After arriving at Adirondack Park on our first family vacation since the start of the pandemic, I went out for my routine morning jog. The sun poured light over my body as if it was a racehorse in need of washing. And out there I saw unexpectedly a beautiful young deer near a lake. He focused his eyes on me to verify that I pose no danger. If I had fetched my cell phone to snap a photo, he would have disappeared. I chose to enjoy the view, savoring the moment as if the deer were a transient piece of music. In such instances, rare beauty cannot be documented or else it disappears. This left no way for me to share my rare experience with my family.
Past generations may have witnessed phenomena that were never documented in a scientific way. Is it possible that we missed important scientific clues from the past? Science relies on reproducibility of results, but we might need to wait a long time before rare events will repeat.
Let us consider a particular example. Suppose the solar system had been visited by technological equipment from an extraterrestrial civilization a few million years ago—hardly impossible since the age of the Milky Way galaxy is a million times longer than our recorded history. If we found a photo album with high-resolution images from that time, we would have an affirmative answer to Enrico Fermi’s paradox: “Where is everybody?” But the absence of that evidence doesn’t mean the answer is negative. If a tree falls in the forest and there is nobody around to hear it, does it make a sound?

• [STORED DATA]:
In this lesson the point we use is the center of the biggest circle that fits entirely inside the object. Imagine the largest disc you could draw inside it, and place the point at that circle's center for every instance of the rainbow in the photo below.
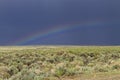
(56, 29)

• [WORK TASK]: In the essay about the deer at Adirondack Park, whose paradox is quoted with the question "Where is everybody?"

• [FINISHED TASK]: Enrico Fermi's paradox